TO DO =
1. Write out the part of the budget commentary starting at "I think therefore" and ending at "earners DB pensions.".
2. Answer these questions from the budget commentary:
(a) Which year's budget changes is the Trustee still waiting to see fully?
(b) What did the Chancellor agree to keep at its current level?
(c) Whose DB pensions would further change to that level restrict?

SOURCE EXTRACT =

::::::::::

Commentary over the last few weeks has speculated on further wide reaching reforms. As a Trustee still patiently waiting for full visibility of the 2014 budget changes, such additional material reform could only have added further scope for complexity and confusion for members where simplicity and clarity are needed.
The radical changes proposed in the 2014 budget require time to bed in and I think it is therefore unsurprising that this budget was fairly uninspiring from a pension perspective.
I think therefore I should start with what we did not get. Wholesale changes trailed on tax relief appear to have been shelved although, I sense deferred not abandoned. The Chancellor agreed to maintain the Annual Allowance at the current level. This would ease a potential headache for DB Trustees as more change here would further restrict growth in long serving mid earners DB pensions.

::::::::::

INFORMATION SUPPLIED =

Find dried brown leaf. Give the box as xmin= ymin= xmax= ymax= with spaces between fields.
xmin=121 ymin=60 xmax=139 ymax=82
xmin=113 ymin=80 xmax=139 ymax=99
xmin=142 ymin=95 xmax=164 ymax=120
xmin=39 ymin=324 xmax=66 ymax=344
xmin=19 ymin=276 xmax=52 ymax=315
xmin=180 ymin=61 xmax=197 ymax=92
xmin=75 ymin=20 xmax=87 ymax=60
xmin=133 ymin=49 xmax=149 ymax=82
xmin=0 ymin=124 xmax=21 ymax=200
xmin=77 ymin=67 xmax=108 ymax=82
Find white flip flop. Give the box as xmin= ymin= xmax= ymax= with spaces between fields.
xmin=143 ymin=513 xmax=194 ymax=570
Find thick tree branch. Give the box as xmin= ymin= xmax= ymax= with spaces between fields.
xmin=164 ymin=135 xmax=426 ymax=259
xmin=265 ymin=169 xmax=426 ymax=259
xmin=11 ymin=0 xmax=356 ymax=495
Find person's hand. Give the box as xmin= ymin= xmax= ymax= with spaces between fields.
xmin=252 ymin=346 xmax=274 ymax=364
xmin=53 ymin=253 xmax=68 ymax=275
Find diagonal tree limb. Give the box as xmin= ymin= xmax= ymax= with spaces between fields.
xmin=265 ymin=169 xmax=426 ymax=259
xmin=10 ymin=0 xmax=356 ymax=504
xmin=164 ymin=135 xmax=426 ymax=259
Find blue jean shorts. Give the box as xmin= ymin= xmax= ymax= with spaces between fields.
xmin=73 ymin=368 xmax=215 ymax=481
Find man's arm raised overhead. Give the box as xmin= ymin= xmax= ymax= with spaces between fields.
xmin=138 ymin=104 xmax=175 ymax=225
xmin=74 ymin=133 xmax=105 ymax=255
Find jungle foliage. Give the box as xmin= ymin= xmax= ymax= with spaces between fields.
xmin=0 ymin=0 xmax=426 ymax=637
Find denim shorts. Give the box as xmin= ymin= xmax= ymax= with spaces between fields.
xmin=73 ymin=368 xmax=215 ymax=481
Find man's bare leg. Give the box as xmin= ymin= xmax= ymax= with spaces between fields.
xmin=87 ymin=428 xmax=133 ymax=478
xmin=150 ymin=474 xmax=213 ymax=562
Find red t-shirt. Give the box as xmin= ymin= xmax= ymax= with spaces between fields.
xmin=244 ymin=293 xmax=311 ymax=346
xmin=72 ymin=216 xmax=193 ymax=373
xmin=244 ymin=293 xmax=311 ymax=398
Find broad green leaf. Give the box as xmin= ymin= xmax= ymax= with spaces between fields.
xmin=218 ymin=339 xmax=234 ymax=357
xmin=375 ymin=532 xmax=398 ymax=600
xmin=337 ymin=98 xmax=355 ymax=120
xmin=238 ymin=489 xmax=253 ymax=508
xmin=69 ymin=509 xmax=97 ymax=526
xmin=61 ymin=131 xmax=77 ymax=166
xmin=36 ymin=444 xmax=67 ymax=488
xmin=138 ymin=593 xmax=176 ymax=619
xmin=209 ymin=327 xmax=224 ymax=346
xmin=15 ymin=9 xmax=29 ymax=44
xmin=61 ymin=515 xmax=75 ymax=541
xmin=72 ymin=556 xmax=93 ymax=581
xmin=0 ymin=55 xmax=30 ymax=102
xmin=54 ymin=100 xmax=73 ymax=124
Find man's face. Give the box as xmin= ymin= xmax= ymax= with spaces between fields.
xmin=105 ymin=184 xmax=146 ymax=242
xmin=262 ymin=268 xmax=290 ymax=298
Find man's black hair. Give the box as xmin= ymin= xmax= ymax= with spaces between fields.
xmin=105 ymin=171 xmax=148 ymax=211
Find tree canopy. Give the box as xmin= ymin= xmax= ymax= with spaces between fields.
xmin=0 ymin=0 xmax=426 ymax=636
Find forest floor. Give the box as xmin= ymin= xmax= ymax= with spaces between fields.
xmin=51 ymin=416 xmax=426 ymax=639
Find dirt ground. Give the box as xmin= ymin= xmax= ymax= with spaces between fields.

::::::::::

ANSWER SET =
1.
I think therefore I should start with what we did not get. Wholesale changes trailed on tax relief appear to have been shelved although, I sense deferred not abandoned. The Chancellor agreed to maintain the Annual Allowance at the current level. This would ease a potential headache for DB Trustees as more change here would further restrict growth in long serving mid earners DB pensions.

2.
(a) 2014
(b) The Annual Allowance
(c) Those of long serving mid earners